* Text section *
*****

- Born: January 3, 1955 Detroit, Michigan, U.S.
- Education: Oberlin College Harvard University
- Scientific career
- Fields: Microbiology
- Workplaces: Tufts University School of Medicine

= Ralph Isberg =

Ralph R. Isberg (born January 3, 1955) is a professor at Tufts University School of Medicine known for his contributions to understanding microbial pathogenesis. He is a member of the American National Academy of Sciences and was an investigator of the Howard Hughes Medical Institute for 27 years. A microbiologist, Isberg has published over 185 peer-reviewed articles and is or has been an editor of the Proceedings of the National Academy of Sciences, PLoS Pathogens, and Journal of Experimental Medicine, among others.

==Early life==
Isberg was born in Detroit, Michigan, on January 3, 1955.

*****

* Directions *
[A] According to the Ralph Isberg biography, for how many years was he an investigator of the Howard Hughes Medical Institute?
[B] Extend the Ralph Isberg biography past its final sentence with a few more sentences in the same style.
The items that come after the Ralph Isberg biography are separate material and have no connection to it.

* Entries shown *
*****

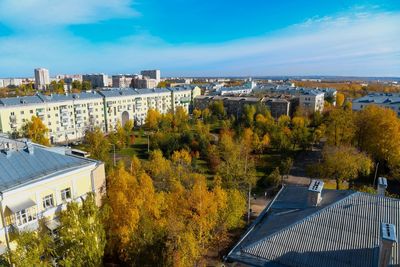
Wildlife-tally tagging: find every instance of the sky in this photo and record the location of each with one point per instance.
(201, 38)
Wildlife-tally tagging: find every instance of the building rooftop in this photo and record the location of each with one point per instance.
(343, 230)
(22, 100)
(379, 98)
(23, 163)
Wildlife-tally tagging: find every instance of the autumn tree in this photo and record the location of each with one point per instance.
(343, 163)
(36, 131)
(341, 127)
(33, 248)
(97, 144)
(152, 119)
(378, 134)
(81, 236)
(339, 99)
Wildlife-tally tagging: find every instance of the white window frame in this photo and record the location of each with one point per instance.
(48, 201)
(64, 194)
(24, 216)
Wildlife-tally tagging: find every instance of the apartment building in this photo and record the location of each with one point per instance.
(37, 182)
(152, 74)
(122, 81)
(234, 105)
(96, 80)
(69, 116)
(183, 96)
(66, 116)
(387, 100)
(312, 101)
(42, 78)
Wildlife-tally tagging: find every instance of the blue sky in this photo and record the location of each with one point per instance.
(201, 38)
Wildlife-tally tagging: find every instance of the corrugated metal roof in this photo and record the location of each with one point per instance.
(343, 233)
(18, 166)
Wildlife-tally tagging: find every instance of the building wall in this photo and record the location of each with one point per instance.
(89, 178)
(69, 120)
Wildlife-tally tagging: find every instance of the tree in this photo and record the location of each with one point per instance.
(33, 248)
(343, 163)
(339, 99)
(341, 127)
(81, 234)
(97, 145)
(36, 131)
(152, 119)
(273, 179)
(378, 134)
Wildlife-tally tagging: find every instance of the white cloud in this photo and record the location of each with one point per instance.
(39, 14)
(352, 44)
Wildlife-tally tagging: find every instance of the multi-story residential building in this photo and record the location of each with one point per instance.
(69, 116)
(183, 96)
(66, 116)
(96, 80)
(122, 81)
(132, 104)
(234, 105)
(387, 100)
(144, 83)
(42, 78)
(152, 74)
(312, 101)
(37, 182)
(313, 226)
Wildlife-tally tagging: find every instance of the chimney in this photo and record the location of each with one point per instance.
(388, 239)
(382, 185)
(315, 192)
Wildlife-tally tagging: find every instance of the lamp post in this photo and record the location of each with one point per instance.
(3, 220)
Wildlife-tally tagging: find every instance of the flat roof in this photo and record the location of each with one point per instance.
(18, 166)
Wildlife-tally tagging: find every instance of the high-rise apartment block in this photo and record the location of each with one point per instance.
(69, 116)
(96, 80)
(42, 78)
(152, 74)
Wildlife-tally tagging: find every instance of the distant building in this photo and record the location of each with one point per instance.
(38, 182)
(42, 78)
(234, 105)
(387, 100)
(144, 83)
(152, 74)
(96, 80)
(312, 101)
(312, 226)
(122, 81)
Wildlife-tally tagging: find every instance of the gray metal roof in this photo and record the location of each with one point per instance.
(18, 166)
(343, 231)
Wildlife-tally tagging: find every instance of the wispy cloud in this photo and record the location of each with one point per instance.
(359, 43)
(43, 14)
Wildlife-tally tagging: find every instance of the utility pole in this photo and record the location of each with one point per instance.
(114, 154)
(376, 172)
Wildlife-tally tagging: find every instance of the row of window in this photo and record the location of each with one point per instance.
(27, 215)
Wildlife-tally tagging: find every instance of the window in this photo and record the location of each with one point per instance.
(24, 216)
(48, 201)
(66, 194)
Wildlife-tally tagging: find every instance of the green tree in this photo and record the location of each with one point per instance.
(341, 127)
(33, 248)
(97, 144)
(81, 234)
(343, 164)
(36, 131)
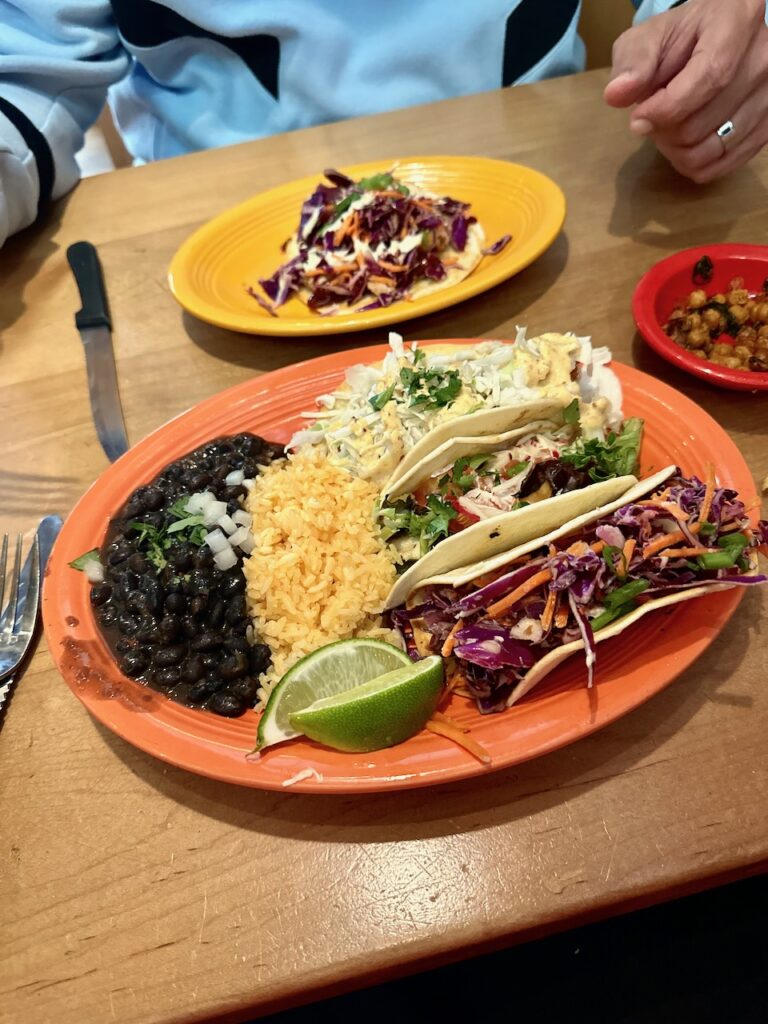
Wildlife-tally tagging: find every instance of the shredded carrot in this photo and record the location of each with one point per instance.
(629, 550)
(450, 641)
(668, 540)
(457, 736)
(704, 515)
(446, 720)
(519, 592)
(392, 267)
(549, 610)
(561, 616)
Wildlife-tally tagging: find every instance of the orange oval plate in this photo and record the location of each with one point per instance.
(555, 714)
(211, 270)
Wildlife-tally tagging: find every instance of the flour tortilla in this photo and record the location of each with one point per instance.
(468, 260)
(506, 537)
(551, 660)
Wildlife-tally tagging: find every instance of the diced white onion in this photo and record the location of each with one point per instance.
(227, 523)
(216, 541)
(213, 512)
(225, 559)
(248, 545)
(94, 570)
(239, 536)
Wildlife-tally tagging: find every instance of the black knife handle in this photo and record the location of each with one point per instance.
(83, 259)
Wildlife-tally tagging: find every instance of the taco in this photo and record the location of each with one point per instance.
(478, 497)
(385, 419)
(508, 621)
(367, 244)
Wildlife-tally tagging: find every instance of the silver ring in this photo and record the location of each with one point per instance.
(724, 132)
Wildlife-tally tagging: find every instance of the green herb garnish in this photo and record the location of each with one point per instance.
(82, 561)
(616, 456)
(378, 401)
(430, 388)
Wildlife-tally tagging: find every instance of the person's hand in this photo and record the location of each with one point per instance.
(690, 72)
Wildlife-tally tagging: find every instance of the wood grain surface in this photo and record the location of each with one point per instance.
(136, 893)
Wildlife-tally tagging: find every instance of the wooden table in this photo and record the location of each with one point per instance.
(137, 893)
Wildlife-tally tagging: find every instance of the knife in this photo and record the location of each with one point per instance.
(47, 532)
(94, 326)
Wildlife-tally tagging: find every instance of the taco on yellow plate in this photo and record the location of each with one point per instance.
(367, 244)
(506, 622)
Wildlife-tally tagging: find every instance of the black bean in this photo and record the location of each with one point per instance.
(235, 666)
(216, 614)
(100, 594)
(170, 655)
(227, 705)
(137, 601)
(147, 633)
(133, 663)
(201, 481)
(133, 507)
(138, 563)
(128, 624)
(207, 641)
(167, 677)
(108, 615)
(198, 692)
(180, 558)
(170, 628)
(233, 583)
(175, 604)
(260, 658)
(245, 689)
(118, 552)
(193, 670)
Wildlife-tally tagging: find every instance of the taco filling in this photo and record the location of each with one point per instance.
(370, 243)
(498, 627)
(534, 467)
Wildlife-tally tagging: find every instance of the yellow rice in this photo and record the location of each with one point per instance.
(320, 570)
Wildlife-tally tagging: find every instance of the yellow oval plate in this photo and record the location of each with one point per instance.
(211, 270)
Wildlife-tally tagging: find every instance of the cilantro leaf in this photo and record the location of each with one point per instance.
(378, 401)
(616, 456)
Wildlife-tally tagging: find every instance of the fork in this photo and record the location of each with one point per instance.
(17, 628)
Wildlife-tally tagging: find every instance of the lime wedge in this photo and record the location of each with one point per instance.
(329, 671)
(380, 713)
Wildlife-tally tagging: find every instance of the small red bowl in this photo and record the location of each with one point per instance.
(668, 282)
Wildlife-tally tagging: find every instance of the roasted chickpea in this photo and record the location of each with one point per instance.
(692, 322)
(747, 336)
(738, 313)
(698, 337)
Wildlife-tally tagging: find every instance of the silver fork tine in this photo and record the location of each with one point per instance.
(3, 562)
(10, 611)
(32, 597)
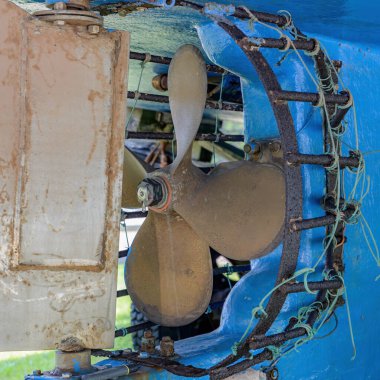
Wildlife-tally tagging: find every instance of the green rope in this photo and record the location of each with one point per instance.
(137, 94)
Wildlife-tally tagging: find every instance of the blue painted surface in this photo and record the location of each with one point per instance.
(349, 29)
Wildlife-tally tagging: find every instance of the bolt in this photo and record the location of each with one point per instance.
(148, 334)
(60, 6)
(59, 22)
(257, 153)
(93, 29)
(151, 192)
(273, 374)
(160, 82)
(247, 148)
(167, 346)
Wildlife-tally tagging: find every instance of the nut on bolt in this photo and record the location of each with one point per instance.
(148, 342)
(60, 6)
(167, 346)
(151, 191)
(93, 29)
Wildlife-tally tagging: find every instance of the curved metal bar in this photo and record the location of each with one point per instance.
(293, 178)
(291, 242)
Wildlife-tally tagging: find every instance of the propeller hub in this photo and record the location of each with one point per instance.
(152, 192)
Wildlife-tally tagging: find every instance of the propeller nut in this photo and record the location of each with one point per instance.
(151, 192)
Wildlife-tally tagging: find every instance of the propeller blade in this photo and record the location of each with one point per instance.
(187, 85)
(134, 171)
(169, 271)
(239, 209)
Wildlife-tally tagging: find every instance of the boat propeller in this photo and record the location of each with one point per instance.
(238, 209)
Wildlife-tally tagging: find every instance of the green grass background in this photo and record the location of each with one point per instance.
(19, 364)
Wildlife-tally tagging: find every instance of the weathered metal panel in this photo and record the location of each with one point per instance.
(62, 118)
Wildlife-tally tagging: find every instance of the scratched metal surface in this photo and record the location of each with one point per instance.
(349, 29)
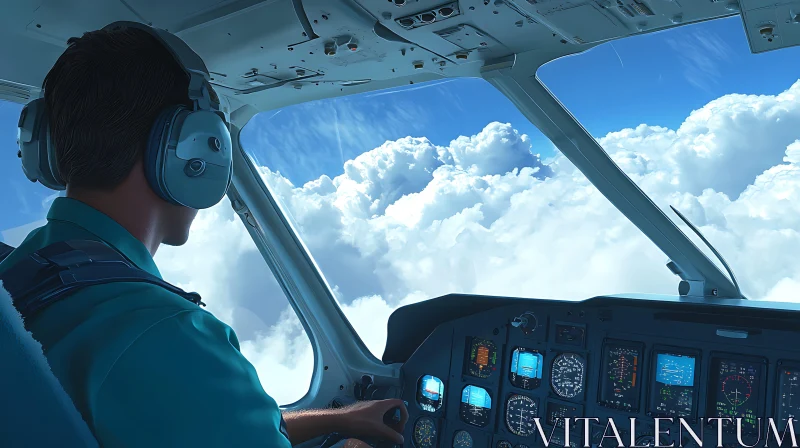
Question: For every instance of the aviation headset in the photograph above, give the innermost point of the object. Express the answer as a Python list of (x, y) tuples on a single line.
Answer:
[(188, 158)]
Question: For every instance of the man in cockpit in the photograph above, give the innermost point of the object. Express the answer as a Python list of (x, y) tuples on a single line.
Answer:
[(145, 367)]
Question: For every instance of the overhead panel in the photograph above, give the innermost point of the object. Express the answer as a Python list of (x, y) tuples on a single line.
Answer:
[(583, 23), (48, 22), (771, 25), (468, 38)]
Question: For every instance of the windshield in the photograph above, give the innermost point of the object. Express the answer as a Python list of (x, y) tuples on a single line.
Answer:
[(690, 116), (416, 192)]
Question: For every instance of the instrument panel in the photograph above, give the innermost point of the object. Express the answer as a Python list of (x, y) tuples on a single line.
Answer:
[(578, 369)]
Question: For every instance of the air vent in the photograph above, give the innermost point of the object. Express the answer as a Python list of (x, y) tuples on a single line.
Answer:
[(433, 15), (633, 8), (642, 8), (17, 93)]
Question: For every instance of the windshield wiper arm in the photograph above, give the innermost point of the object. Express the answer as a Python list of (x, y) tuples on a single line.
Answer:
[(719, 256)]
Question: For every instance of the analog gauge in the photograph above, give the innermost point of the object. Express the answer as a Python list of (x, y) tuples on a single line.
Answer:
[(481, 358), (646, 441), (462, 439), (526, 368), (567, 375), (430, 393), (424, 433), (521, 412), (737, 389), (475, 406)]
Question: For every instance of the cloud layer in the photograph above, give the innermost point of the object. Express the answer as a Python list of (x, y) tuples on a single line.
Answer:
[(410, 220)]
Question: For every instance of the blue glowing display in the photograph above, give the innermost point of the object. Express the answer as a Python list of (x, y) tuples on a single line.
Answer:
[(476, 397), (527, 364), (675, 370)]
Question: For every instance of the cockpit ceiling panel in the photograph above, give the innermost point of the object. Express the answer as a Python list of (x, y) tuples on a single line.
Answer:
[(771, 25), (168, 14), (585, 24)]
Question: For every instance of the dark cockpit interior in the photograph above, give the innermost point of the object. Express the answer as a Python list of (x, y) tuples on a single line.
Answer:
[(482, 377)]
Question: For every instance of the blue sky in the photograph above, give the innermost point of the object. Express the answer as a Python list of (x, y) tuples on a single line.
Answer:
[(655, 79)]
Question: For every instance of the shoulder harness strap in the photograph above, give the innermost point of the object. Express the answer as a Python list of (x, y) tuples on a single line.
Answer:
[(60, 269), (5, 251)]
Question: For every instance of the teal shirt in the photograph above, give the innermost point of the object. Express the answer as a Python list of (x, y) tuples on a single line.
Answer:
[(145, 367)]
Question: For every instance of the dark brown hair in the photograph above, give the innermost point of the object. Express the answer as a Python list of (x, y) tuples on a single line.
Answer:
[(103, 96)]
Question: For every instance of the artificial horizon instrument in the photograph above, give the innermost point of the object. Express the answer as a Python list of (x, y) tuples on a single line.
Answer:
[(475, 371)]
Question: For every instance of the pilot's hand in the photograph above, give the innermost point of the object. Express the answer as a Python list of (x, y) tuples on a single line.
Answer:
[(364, 419)]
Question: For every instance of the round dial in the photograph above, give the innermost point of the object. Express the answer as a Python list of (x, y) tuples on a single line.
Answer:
[(462, 440), (567, 375), (646, 441), (520, 414), (737, 389), (424, 433)]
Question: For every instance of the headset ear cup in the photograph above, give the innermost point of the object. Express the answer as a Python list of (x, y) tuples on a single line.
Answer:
[(197, 172), (38, 155), (155, 151), (50, 168)]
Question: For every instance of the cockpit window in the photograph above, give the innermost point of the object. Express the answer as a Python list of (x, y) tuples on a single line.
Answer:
[(690, 117), (416, 192), (220, 261)]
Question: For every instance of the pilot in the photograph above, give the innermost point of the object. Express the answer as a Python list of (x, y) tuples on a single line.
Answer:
[(144, 366)]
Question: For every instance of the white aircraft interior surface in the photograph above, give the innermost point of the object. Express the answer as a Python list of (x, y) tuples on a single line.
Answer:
[(476, 370)]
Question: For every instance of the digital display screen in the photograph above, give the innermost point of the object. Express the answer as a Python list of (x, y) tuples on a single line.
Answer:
[(475, 406), (521, 412), (567, 375), (424, 433), (788, 399), (481, 358), (430, 393), (736, 391), (526, 368), (621, 380), (673, 387)]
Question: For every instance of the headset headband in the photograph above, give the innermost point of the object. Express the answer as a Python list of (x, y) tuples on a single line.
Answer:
[(190, 62)]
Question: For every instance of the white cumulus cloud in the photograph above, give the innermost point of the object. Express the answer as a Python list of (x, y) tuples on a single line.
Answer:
[(410, 220)]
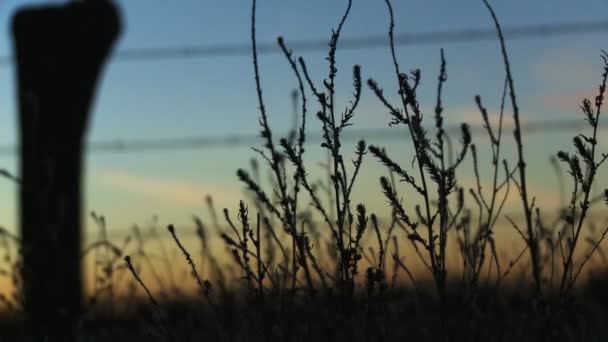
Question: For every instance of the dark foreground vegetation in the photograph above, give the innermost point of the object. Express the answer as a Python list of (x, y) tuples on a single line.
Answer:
[(309, 264)]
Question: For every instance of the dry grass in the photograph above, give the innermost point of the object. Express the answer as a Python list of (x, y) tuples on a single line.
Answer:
[(312, 265)]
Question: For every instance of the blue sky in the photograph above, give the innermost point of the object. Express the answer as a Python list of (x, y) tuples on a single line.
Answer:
[(216, 96)]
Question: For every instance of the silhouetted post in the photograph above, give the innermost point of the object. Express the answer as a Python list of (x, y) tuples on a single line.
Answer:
[(60, 52)]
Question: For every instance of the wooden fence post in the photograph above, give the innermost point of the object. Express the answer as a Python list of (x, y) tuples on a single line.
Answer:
[(60, 52)]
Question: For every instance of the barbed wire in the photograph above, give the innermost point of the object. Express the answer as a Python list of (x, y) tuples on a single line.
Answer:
[(355, 43), (248, 140)]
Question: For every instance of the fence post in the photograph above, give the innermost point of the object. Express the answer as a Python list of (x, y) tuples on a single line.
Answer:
[(60, 52)]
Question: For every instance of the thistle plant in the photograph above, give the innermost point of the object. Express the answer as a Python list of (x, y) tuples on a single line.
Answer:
[(432, 162)]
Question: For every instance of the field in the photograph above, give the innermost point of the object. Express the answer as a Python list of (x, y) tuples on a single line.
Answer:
[(299, 260)]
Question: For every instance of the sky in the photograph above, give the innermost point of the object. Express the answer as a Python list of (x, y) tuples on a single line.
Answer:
[(212, 97)]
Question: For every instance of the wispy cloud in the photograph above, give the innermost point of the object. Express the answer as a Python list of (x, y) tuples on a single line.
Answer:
[(165, 189)]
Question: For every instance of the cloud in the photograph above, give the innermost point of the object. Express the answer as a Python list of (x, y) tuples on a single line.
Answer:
[(565, 68), (567, 101), (164, 189)]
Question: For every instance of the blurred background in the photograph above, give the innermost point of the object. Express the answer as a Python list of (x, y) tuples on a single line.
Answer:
[(176, 111)]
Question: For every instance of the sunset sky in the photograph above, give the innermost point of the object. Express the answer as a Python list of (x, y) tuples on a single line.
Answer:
[(215, 96)]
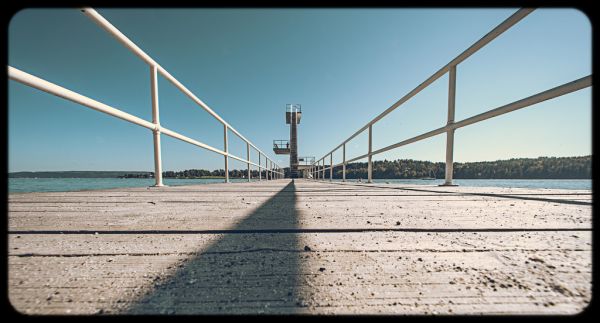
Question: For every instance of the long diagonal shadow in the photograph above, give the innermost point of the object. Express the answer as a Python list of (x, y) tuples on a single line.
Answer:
[(498, 195), (238, 274)]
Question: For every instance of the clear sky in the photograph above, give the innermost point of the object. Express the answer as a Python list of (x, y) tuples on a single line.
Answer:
[(345, 66)]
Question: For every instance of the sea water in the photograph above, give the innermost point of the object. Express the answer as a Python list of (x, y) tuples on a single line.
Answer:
[(20, 185)]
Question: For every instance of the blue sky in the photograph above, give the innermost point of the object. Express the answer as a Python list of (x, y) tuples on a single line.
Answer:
[(345, 66)]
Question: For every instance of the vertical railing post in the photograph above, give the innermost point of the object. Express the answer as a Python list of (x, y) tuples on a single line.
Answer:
[(331, 167), (156, 121), (322, 169), (450, 133), (370, 166), (248, 159), (344, 163), (226, 148)]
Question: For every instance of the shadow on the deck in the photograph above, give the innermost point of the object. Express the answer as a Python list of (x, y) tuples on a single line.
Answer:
[(239, 273)]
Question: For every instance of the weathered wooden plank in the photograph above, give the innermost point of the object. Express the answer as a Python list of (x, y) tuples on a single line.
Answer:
[(458, 252)]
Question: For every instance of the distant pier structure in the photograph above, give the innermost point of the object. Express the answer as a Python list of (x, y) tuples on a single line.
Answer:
[(293, 115)]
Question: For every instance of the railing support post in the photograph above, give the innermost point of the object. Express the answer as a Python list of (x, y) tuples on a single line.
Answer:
[(331, 167), (370, 165), (344, 163), (450, 133), (226, 148), (248, 159), (156, 121)]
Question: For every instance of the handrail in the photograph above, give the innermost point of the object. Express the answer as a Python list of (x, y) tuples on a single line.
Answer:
[(272, 170), (318, 170)]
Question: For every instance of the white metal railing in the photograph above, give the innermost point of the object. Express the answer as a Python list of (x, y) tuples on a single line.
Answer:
[(318, 169), (272, 170)]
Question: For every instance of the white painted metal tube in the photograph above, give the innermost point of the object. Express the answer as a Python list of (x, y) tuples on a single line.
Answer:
[(112, 30), (156, 132), (43, 85), (531, 100), (331, 167), (248, 157), (51, 88), (450, 133), (226, 157), (344, 163), (370, 156), (176, 135), (501, 28)]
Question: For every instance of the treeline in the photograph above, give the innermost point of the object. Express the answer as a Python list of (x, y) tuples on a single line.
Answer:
[(196, 173), (71, 174), (516, 168)]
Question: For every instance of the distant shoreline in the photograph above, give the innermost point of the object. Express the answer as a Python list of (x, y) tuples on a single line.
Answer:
[(554, 168)]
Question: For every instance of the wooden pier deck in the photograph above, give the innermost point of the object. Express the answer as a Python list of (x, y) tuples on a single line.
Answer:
[(301, 247)]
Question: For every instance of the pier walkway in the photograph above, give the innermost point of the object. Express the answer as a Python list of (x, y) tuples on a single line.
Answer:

*****

* Results of the exercise *
[A] 27 years

[B]
==Education and career==
Isberg received an A.B. from Oberlin College (1977) and a Ph.D. from Harvard University (1984), performing his thesis on the mechanisms of Tn5 transposition in Michael Syvanen's laboratory. He performed his post-doctoral research in Stanley Falkow's lab at Stanford University (1984-1986), where he initiated studies of the entry of the bacterial pathogen Yersinia pseudotuberculosis into mammalian cells. He joined Tufts University's Sackler School of Graduate Biomedical Sciences in 1986 and is currently Professor of Molecular Biology & Microbiology there. He is also the co-director of the Center for Enteric Disease in Engineered Tissues (CEDET) and Program Director of Molecular Basis of Microbial Pathogenesis.

Isberg has mentored over 20 Ph.D. students, and over 40 post-doctoral fellows.

==Research==

Isberg's research has mainly been in the field of microbial pathogenesis. His lab focuses on the pathogenesis of Legionella pneumophila and Yersinia pseudotuberculosis, especially the ways these pathogens enter and regulate host mammalian cells.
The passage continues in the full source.